_DATA SHOWN_
▽

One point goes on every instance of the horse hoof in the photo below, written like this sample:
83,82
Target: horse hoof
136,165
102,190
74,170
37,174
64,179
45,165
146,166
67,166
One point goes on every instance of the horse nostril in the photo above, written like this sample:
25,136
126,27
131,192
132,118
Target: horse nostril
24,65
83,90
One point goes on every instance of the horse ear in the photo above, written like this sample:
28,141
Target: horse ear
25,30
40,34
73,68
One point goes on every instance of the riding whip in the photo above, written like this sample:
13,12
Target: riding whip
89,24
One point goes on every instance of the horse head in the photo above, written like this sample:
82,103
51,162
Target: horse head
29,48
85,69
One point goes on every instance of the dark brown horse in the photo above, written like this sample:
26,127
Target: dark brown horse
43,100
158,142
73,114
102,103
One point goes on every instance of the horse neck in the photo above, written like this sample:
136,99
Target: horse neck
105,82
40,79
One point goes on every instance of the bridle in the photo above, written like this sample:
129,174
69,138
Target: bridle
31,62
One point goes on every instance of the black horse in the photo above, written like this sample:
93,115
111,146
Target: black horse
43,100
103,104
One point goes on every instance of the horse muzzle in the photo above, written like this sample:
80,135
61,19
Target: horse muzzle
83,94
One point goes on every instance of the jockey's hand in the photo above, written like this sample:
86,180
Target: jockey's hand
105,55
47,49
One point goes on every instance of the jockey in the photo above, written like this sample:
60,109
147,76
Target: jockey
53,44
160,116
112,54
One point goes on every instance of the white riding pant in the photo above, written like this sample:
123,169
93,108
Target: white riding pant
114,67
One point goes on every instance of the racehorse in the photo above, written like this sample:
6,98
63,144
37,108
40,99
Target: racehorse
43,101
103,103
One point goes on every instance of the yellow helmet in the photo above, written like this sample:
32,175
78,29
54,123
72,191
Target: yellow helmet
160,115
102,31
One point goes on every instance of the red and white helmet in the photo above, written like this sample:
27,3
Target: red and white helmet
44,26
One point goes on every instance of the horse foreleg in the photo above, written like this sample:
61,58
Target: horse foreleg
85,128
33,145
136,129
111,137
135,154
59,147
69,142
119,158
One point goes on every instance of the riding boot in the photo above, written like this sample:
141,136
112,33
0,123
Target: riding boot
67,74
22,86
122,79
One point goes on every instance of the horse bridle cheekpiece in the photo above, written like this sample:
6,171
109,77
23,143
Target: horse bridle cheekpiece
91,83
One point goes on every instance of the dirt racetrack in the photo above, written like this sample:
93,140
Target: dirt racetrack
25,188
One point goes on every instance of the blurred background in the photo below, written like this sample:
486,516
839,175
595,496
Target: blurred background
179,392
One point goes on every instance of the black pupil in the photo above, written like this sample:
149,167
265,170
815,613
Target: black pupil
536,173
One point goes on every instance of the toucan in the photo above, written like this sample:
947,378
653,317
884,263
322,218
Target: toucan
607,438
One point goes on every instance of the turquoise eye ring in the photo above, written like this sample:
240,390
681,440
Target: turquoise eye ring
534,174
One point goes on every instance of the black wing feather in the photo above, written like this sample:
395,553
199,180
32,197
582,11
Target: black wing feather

△

_TASK PROMPT_
Write out every entry again exactly, please, with nothing missing.

_SOLUTION BELOW_
One point goes on every instance of the horse hoof in the photo below, written like this sample:
83,82
Target: horse hoof
136,165
102,190
74,170
37,174
64,179
45,165
146,166
67,166
One point goes on every instance of the horse nostril in the photo above, written like this sample:
25,136
126,27
131,192
132,118
Target: horse nostril
24,65
83,90
One point goes on every instance of the horse ear in the photo above, written like this sample:
28,141
Target: horse ear
25,30
40,34
73,68
One point goes on every instance of the riding whip in the photo above, written like this sample:
13,12
Target: riding whip
89,24
One point goes on every instance of the horse head in the photo above, written like this sample:
82,103
51,162
Target: horse head
29,48
85,69
One point goes on every instance of the dark brown horse in the photo above, written like this sample:
26,127
Target: dark brown horse
43,100
158,142
73,114
102,103
One point goes on every instance of the horse neck in the photo above, written like this sample:
136,99
Target: horse neck
105,82
40,79
One point goes on every instance of the bridle in the photo above, written like this sample:
129,174
69,138
Target: bridle
31,62
One point goes on every instance of the black horse in the photo above, written like this sample:
93,115
111,146
Target: black horse
43,100
103,104
One point goes on every instance of the horse muzzle in the photo above, written like this sample:
80,135
61,19
Target: horse muzzle
83,94
One point goes on every instance of the jockey's hand in the photo above, written like this sample:
86,180
Target: jockey's hand
105,55
47,49
One point goes on every instance of the jockey in the photo above, written like this sample:
60,109
147,76
Target: jockey
53,44
160,116
112,54
One point goes on every instance of the white riding pant in the photo above, written like this sample:
123,169
93,108
Target: white riding pant
114,67
One point goes on every instance of the racehorse in the photo above, written like this sample:
6,98
63,144
37,108
40,99
Target: racehorse
43,101
103,103
One point goes on every instance of the yellow helmet in the photo above, written like this sample:
32,175
78,29
54,123
72,191
Target: yellow helmet
160,115
102,31
One point goes on every instance of the red and white helmet in the photo above, written like this sample:
27,3
Target: red and white helmet
44,26
One point goes on every instance of the horse foreleg in the photo above, written like this sample:
61,58
Target: horse foreleg
85,128
33,145
136,129
111,137
135,154
59,147
69,142
119,158
One point goes on every instance of the riding boot in the photo above, written like this sample:
141,136
112,33
0,123
Target: riding boot
67,74
22,86
122,79
One point goes on every instance of the horse bridle cheekpiece in the photo above, written like this sample:
6,171
109,77
23,143
Target: horse bridle cheekpiece
91,83
One point goes on every instance of the dirt racetrack in the photo above, written like this sample:
93,140
Target: dirt racetrack
25,188
One point goes on every instance of the blurred background in the photo below, written like this sample:
486,516
839,175
595,496
Target: blurred background
179,392
One point goes on every instance of the black pupil in the photo above, written like this sample:
149,167
265,170
815,613
Target: black pupil
536,173
One point goes on every instance of the toucan in the photo above, written like this sample:
947,378
653,317
884,263
322,218
Target: toucan
607,438
One point goes on every instance of the turquoise eye ring in the photo above, written like this sample:
240,390
681,440
Target: turquoise eye ring
534,174
One point goes on every instance of the black wing feather in the photo above, written like this sample:
395,553
199,180
32,197
582,11
Target: black wing feather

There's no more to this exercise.